Work item: Each line starting at the one that contains "Target: player's knee" and ending at the one that contains "Every instance of the player's left leg" must be returned exactly, and the rest of the listing is left out.

--

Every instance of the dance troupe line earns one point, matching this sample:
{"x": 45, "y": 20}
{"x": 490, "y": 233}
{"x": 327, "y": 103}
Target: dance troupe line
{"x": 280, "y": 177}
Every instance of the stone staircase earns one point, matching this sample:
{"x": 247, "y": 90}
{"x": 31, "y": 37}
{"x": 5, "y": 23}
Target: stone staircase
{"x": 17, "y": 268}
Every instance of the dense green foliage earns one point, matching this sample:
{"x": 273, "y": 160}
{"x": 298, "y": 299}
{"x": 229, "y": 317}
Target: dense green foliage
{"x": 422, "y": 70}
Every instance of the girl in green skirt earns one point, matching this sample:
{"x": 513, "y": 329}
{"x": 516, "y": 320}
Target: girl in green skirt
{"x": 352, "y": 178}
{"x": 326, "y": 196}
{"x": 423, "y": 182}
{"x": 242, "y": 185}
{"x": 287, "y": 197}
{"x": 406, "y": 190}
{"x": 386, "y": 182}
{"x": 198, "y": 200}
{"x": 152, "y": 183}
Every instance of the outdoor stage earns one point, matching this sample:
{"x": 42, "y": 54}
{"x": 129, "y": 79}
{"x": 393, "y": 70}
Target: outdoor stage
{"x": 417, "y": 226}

--

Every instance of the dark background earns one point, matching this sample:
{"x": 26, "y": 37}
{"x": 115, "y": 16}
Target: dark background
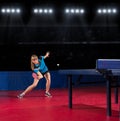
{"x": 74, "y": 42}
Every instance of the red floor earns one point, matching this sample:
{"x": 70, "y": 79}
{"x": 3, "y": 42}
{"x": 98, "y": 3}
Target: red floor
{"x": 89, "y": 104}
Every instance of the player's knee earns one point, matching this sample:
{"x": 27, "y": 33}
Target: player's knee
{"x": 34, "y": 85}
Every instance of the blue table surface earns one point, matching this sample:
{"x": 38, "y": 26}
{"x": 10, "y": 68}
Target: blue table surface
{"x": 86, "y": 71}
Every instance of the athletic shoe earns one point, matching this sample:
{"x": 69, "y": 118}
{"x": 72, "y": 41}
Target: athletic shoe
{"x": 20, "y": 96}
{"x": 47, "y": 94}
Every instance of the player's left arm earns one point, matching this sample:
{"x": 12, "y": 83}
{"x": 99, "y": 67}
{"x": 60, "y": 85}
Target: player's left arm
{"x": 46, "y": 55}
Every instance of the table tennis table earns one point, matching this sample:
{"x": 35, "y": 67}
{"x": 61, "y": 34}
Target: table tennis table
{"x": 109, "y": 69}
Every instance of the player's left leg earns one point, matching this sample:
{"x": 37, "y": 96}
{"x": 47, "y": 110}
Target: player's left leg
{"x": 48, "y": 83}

--

Exercise solution:
Target: player's knee
{"x": 34, "y": 85}
Every instance of the blue table surface earns one point, matching this sample:
{"x": 38, "y": 26}
{"x": 10, "y": 68}
Target: blue table surface
{"x": 86, "y": 71}
Every instance of the athletic shoe earns one point, matching this sample:
{"x": 69, "y": 118}
{"x": 72, "y": 41}
Target: athletic shoe
{"x": 20, "y": 96}
{"x": 47, "y": 94}
Every instance of the player's left arm earns one point, matching this sample:
{"x": 12, "y": 83}
{"x": 99, "y": 67}
{"x": 60, "y": 85}
Target: player's left arm
{"x": 46, "y": 55}
Every instance of the table tennis table earns one point, matching this sample:
{"x": 35, "y": 67}
{"x": 61, "y": 34}
Target: table tennis table
{"x": 109, "y": 69}
Every instance of the player's left leg earns one point, matching this sample:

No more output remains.